Without any pictures, restate the full set of records below exactly.

#### [Stored data]
- Opening Delimiter -

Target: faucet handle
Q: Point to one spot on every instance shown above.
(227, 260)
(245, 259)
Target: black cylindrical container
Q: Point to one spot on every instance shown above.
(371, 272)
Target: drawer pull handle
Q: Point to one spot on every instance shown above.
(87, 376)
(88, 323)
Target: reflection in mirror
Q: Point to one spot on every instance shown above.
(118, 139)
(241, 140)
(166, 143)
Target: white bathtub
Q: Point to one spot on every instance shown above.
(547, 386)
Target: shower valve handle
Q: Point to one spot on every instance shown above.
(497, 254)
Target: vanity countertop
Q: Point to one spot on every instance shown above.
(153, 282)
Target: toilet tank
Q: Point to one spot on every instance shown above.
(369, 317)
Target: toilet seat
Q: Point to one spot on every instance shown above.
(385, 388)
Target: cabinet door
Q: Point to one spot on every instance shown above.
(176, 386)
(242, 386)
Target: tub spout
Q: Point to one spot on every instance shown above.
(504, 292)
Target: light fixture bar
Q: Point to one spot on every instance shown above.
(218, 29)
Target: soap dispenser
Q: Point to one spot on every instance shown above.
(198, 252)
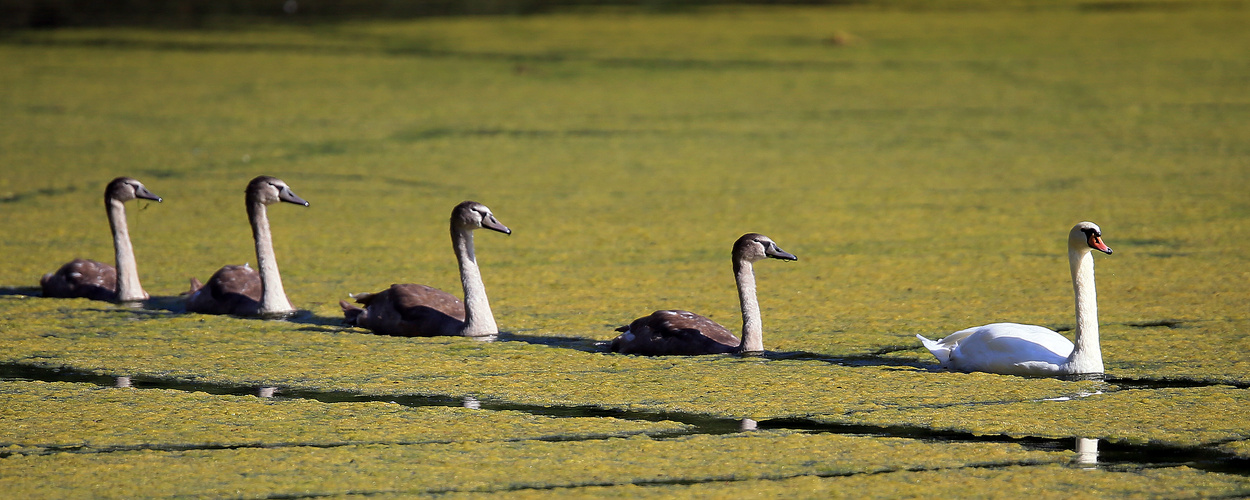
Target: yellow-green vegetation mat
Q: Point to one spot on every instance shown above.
(924, 163)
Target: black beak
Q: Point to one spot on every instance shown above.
(146, 195)
(776, 253)
(493, 224)
(289, 196)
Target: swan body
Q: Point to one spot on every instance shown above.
(91, 279)
(1015, 349)
(419, 310)
(684, 333)
(238, 289)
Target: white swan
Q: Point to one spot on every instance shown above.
(419, 310)
(239, 290)
(684, 333)
(83, 278)
(1014, 349)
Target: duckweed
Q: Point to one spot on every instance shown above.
(1046, 481)
(41, 418)
(489, 466)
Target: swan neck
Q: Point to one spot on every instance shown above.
(124, 253)
(479, 320)
(1086, 356)
(273, 299)
(753, 326)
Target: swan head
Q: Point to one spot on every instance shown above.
(1086, 236)
(754, 246)
(269, 190)
(125, 189)
(474, 215)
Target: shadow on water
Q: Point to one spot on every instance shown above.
(1111, 455)
(576, 343)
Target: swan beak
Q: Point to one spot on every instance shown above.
(1096, 244)
(494, 225)
(289, 196)
(146, 195)
(776, 253)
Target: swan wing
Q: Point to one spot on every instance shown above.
(674, 333)
(1009, 348)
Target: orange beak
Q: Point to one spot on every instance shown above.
(1096, 244)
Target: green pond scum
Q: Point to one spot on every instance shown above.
(924, 163)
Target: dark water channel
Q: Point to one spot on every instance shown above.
(1090, 453)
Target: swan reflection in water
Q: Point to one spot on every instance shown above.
(1086, 453)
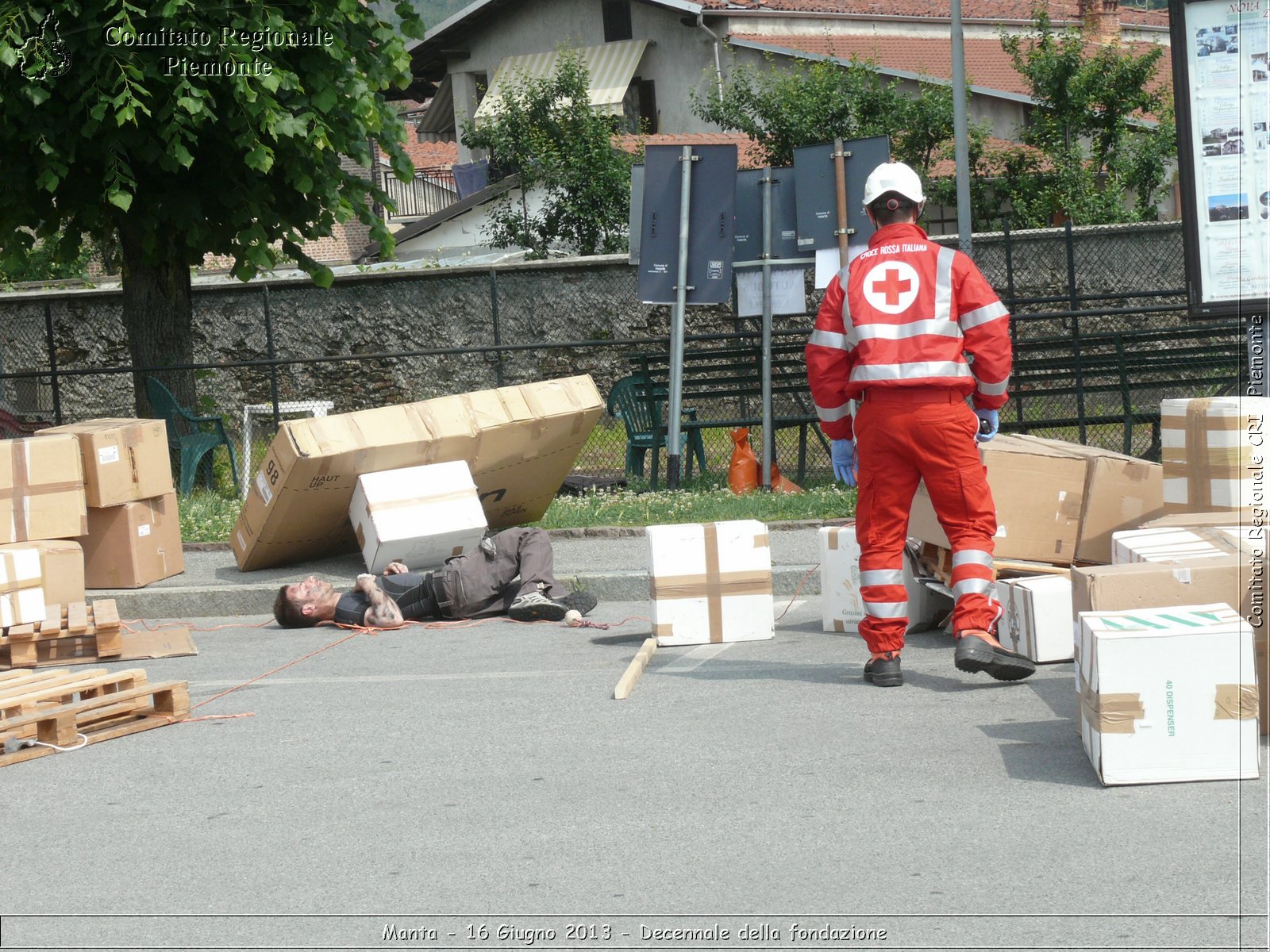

- Closing Delimiter -

#### [Your response]
Target: faucet handle
Q: Point to one spot on every instance shown above.
(227, 260)
(245, 259)
Target: black cylindrical container
Q: Point to one spot on every instance shown above.
(371, 272)
Target: drawer pull handle
Q: Point to one spot on every instance shown above.
(87, 376)
(88, 323)
Target: reflection in mirror
Q: Point to one spot on every instance shown above.
(118, 139)
(241, 140)
(166, 143)
Target: white bathtub
Q: Point to one spot on every instance shown above.
(547, 386)
Target: shower valve handle
Q: Point to one spot on every instance shown above.
(497, 254)
Target: vanity countertop
Q: Point to one spot on every instance shown above.
(153, 282)
Target: toilet tank
Q: Point to one spot on every instance shown above.
(369, 317)
Target: toilet seat
Q: Point to one spot on every instance shown above.
(385, 388)
Target: cabinet door
Q: Point to one spot on every instance shown above.
(176, 386)
(242, 386)
Target: tub spout
Q: Point to one spot on every instance shown above.
(504, 292)
Target: light fixture bar
Q: Point to one spot on every instance shown above.
(218, 29)
Target: soap dispenser
Q: Point to one spot on every instance shown above.
(198, 252)
Target: yellow-green vegetation mat
Q: Point to one spot on every instance shown above.
(924, 163)
Target: black beak
Q: Point to one spot on every instance shown above.
(146, 195)
(776, 253)
(493, 224)
(289, 196)
Target: swan body
Q: Point to one spot on every instance shown above.
(91, 279)
(1015, 349)
(419, 310)
(684, 333)
(238, 289)
Target: white swan
Q: Point to one spot on every instance shown above.
(419, 310)
(239, 290)
(684, 333)
(83, 278)
(1014, 349)
Target: duckweed
Q: Point to one spot on every instance shown above.
(1046, 481)
(41, 418)
(489, 466)
Target: swan neck
Q: Point to one spot on every instance shown above.
(124, 253)
(479, 320)
(1086, 356)
(273, 299)
(753, 326)
Target: swan head
Q: Point to one spot on every instance shown above.
(1086, 236)
(754, 246)
(269, 190)
(125, 189)
(474, 215)
Target: shadow on water
Q: Point to one spot on every instance shown above.
(1111, 455)
(576, 343)
Target: swan beak
Q: Point to one spot on every instance shown above.
(1096, 244)
(494, 225)
(289, 196)
(146, 195)
(776, 253)
Target: swan wing
Q: Point to one spot on every instance shown above.
(674, 333)
(1009, 348)
Target: orange beak
Q: Point to one spot on every instance shown above.
(1096, 244)
Target: green pond scum
Q: Point to one spot on every instance shown above.
(924, 163)
Target: dark water channel
Q: Point to one spot on every instance shown above.
(1090, 453)
Target: swan reflection in water
Q: Point to one spot on every instance shown above.
(1086, 453)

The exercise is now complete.